▸ **OBJETIVO DO EXERCÍCIO**: Retome o relato sobre a criação do projeto Chef Aprendiz Paraisópolis a partir da última frase apresentada.

▸ **TEXTO DO EXERCÍCIO**:
↓
Meu marido, na época namorado, tinha cursado gastronomia e me ajudou a montar o
currículo mais objetivo em termos de técnicas básicas e conversei com algumas
pessoas que acreditava que poderiam me ajudar a pensar em formas de viabilizar
o projeto. Decidi realizar um financiamento coletivo (crowdfunding),
arrecadamos trinta e sete mil reais e tiramos do papel a primeira edição: Chef
Aprendiz Paraisópolis.
↑
▸ **Entradas retiradas de uma coleção**:
↓
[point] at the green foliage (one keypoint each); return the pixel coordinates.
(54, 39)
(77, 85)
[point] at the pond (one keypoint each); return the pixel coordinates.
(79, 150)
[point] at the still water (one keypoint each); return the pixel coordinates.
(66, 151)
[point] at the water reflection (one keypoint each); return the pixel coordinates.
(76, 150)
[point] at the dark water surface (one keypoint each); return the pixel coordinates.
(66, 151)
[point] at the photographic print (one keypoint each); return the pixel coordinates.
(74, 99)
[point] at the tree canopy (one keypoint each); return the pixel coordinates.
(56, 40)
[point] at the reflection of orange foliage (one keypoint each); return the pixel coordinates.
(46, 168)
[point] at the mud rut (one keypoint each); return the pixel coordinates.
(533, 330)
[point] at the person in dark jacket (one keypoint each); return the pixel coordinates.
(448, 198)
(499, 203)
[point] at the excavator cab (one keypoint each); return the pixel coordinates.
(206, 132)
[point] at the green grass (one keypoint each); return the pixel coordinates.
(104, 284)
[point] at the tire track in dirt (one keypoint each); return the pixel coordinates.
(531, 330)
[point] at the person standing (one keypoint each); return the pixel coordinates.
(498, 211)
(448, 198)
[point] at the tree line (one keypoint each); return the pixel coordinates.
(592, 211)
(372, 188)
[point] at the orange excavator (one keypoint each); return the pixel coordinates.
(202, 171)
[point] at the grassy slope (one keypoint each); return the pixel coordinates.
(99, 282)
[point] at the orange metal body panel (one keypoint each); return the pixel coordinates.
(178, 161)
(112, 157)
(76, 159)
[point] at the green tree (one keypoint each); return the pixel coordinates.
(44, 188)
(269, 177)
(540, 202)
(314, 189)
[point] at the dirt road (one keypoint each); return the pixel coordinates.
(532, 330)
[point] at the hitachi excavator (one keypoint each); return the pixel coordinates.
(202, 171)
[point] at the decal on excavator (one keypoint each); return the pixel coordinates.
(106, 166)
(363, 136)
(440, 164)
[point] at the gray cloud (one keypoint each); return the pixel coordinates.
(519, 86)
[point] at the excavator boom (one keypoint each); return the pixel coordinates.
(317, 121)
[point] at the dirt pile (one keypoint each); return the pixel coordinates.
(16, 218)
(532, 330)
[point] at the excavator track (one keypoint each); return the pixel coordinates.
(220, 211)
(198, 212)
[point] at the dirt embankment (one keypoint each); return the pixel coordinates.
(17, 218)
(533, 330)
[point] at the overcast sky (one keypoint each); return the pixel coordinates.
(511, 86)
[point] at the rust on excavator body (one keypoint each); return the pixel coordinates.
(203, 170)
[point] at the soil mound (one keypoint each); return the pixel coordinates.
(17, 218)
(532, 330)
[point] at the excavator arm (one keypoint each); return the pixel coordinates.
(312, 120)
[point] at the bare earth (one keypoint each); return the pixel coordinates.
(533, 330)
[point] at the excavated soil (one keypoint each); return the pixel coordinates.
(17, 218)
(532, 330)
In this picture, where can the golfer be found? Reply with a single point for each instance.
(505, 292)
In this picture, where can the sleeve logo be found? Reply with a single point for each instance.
↑
▸ **RESPOSTA FINAL**:
Desde então, nunca mais paramos e, de
maneira itinerante, a operação do projeto sempre acontece junto a uma ONG local
que cede o espaço da cozinha para nossa equipe. Selecionamos cerca de 20 jovens
com idade entre 17 e 24 anos para participar das dinâmicas ao longo de 6 meses
com encontros que giram em torno de três eixos: (1) o meu mundo interno, que
explora alfabetização emocional, autoconhecimento, meditação, apoio psicológico
e dinâmicas psicoterapêuticas em grupo; (2) o mundo do trabalho, com temas tais
como educação financeira, preparo para entrevistas de emprego, elaboração de
CV, carreira e outros temas relacionados ao universo profissional; e (3) o
mundo da cozinha que compõe a maior parte do currículo e conta com oficinas de
técnicas básicas de cozinha, história da gastronomia, nutrição, receitas
práticas, legislação do setor e conteúdos do Ensino Médio aplicados ao mundo
real dentro deste intrigante laboratório que é a cozinha.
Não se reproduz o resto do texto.